* [GIVEN PROBLEM]: Rename every "Phrase" in the data below to "Label", and reproduce all of it with nothing else altered.

* [INPUT]:
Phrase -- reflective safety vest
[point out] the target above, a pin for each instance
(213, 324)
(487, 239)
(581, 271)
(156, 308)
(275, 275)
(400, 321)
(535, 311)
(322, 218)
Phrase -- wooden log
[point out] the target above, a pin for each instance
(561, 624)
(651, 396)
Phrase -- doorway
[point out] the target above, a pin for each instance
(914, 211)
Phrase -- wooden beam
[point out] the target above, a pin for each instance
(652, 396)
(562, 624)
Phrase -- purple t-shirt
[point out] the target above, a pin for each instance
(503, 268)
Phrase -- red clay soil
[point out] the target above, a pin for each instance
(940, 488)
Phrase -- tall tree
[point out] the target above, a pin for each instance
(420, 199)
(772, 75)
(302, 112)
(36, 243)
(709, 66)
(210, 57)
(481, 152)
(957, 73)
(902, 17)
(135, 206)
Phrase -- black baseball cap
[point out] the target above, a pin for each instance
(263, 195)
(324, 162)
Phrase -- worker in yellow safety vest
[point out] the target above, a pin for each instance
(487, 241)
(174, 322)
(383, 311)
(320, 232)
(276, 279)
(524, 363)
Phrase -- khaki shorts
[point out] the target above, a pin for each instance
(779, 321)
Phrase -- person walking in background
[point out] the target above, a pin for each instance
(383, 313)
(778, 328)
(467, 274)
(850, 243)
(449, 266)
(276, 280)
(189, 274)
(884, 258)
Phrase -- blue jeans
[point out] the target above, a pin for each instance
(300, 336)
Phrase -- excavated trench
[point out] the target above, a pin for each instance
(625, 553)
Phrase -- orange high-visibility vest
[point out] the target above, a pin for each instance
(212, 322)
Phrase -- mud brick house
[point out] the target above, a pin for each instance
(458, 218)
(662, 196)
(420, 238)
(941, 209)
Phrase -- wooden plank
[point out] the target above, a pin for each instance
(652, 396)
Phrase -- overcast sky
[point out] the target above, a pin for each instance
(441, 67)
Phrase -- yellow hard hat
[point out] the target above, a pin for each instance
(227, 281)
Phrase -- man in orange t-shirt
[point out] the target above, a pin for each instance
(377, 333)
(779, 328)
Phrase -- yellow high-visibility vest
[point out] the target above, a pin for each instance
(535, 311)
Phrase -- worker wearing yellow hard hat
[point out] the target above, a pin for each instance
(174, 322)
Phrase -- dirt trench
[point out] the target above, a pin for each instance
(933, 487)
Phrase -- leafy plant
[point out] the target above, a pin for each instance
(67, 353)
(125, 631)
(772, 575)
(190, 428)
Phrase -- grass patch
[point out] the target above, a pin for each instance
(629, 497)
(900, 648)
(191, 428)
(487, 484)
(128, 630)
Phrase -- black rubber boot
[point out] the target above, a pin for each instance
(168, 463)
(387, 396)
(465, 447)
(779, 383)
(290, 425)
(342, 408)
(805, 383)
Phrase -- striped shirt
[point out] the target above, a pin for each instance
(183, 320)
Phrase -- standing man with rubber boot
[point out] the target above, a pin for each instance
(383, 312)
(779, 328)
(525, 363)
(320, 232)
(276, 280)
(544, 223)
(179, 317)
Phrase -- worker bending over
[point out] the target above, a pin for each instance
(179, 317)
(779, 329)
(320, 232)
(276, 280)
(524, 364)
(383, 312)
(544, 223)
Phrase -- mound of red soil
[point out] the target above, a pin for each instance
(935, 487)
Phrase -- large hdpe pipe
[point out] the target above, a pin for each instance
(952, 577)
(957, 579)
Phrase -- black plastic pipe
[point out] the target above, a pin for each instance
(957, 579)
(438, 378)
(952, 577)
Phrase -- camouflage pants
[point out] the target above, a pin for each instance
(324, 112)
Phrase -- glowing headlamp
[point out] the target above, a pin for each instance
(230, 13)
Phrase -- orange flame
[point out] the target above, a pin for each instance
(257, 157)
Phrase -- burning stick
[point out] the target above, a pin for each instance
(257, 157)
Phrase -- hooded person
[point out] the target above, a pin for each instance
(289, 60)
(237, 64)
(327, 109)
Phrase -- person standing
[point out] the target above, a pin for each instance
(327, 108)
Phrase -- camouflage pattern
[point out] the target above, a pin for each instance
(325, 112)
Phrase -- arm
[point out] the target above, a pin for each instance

* [PROBLEM SOLUTION]:
Label -- reflective safety vest
[point out] the target above, a pin for each instance
(213, 324)
(487, 239)
(581, 271)
(156, 308)
(275, 275)
(400, 321)
(535, 311)
(322, 218)
Label -- wooden log
[point out] the target above, a pin for each instance
(561, 624)
(651, 396)
Label -- doorway
[point out] the target above, a pin for each instance
(914, 211)
Label -- wooden beam
[point out] the target above, a pin for each instance
(652, 396)
(562, 624)
Label -- purple t-shirt
[point out] the target above, a pin for each instance
(503, 268)
Label -- red clay soil
[point out] the target above, a pin for each instance
(940, 488)
Label -- tall tree
[point out] the target above, a pin for each instance
(420, 199)
(772, 75)
(302, 112)
(36, 243)
(709, 66)
(210, 57)
(481, 152)
(957, 73)
(902, 17)
(135, 206)
Label -- black baseball cap
[point out] the target above, a pin for each instance
(263, 195)
(324, 162)
Label -- worker in yellow safety vest
[point out] the target above, a pin for each instance
(487, 241)
(174, 322)
(383, 311)
(320, 232)
(276, 279)
(524, 363)
Label -- khaki shorts
[point out] the target above, a pin for each instance
(779, 321)
Label -- person walking in background
[point out] the target above, a pin for each instance
(383, 313)
(778, 328)
(467, 274)
(850, 243)
(449, 266)
(276, 280)
(189, 274)
(884, 258)
Label -- blue jeans
[point out] the target above, a pin for each instance
(300, 336)
Label -- excavated trench
[point out] the target above, a pin for each instance
(625, 553)
Label -- orange high-visibility vest
[point out] the target above, a pin for each instance
(212, 322)
Label -- mud brick house
[point out] the target above, a pin for each instance
(458, 218)
(662, 196)
(420, 238)
(941, 209)
Label -- wooden plank
[point out] the target above, a pin for each instance
(652, 396)
Label -- overcast sky
[point out] the target above, a pin for each instance
(441, 67)
Label -- yellow hard hat
[point out] the target above, a pin for each instance
(227, 281)
Label -- man in orange t-shirt
[point out] the target above, a pin for each instance
(377, 333)
(779, 328)
Label -- yellow high-visibility vest
[point out] the target above, a pin for each instance
(535, 311)
Label -- worker wearing yellow hard hat
[point out] the target above, a pin for each instance
(174, 322)
Label -- dirt trench
[point out] the target above, a pin for each instance
(933, 487)
Label -- leafy plant
[point out] the target above, a pin for each instance
(67, 353)
(125, 631)
(772, 575)
(190, 428)
Label -- grass patch
[point out] the target above, a pin for each instance
(629, 497)
(900, 648)
(191, 428)
(487, 484)
(128, 630)
Label -- black rubber boot
[point out] the target above, a pin for each instance
(168, 463)
(387, 396)
(465, 447)
(779, 383)
(290, 425)
(342, 408)
(805, 383)
Label -- striped shirt
[point out] the target above, a pin for each instance
(183, 320)
Label -- standing man with rubber boot
[point out] the target above, a pin for each instance
(383, 312)
(779, 328)
(525, 363)
(320, 232)
(276, 280)
(544, 223)
(179, 317)
Label -- worker bending over
[point out] the target above, a pin for each instance
(179, 317)
(779, 329)
(320, 232)
(276, 280)
(524, 364)
(383, 312)
(544, 223)
Label -- mound of red soil
[point out] the target above, a pin for each instance
(935, 487)
Label -- large hdpe pipe
[point out] the target above, a pin for each instance
(952, 577)
(957, 579)
Label -- black plastic pipe
[point out] the target above, a pin for each instance
(957, 579)
(438, 378)
(952, 577)
Label -- camouflage pants
[point out] the target above, a pin for each instance
(324, 112)
Label -- glowing headlamp
[point out] the target above, a pin for each instance
(230, 13)
Label -- orange flame
[point out] the target above, a pin for each instance
(257, 157)
Label -- burning stick
[point out] the target above, a pin for each instance
(257, 157)
Label -- hooded person
[point out] the target above, a pin for each instance
(289, 60)
(237, 64)
(327, 109)
Label -- person standing
[point out] the target above, a pin for each instance
(327, 108)
Label -- camouflage pattern
[point out] the target above, a pin for each instance
(325, 112)
Label -- arm
[point out] the target above, a pin for each instance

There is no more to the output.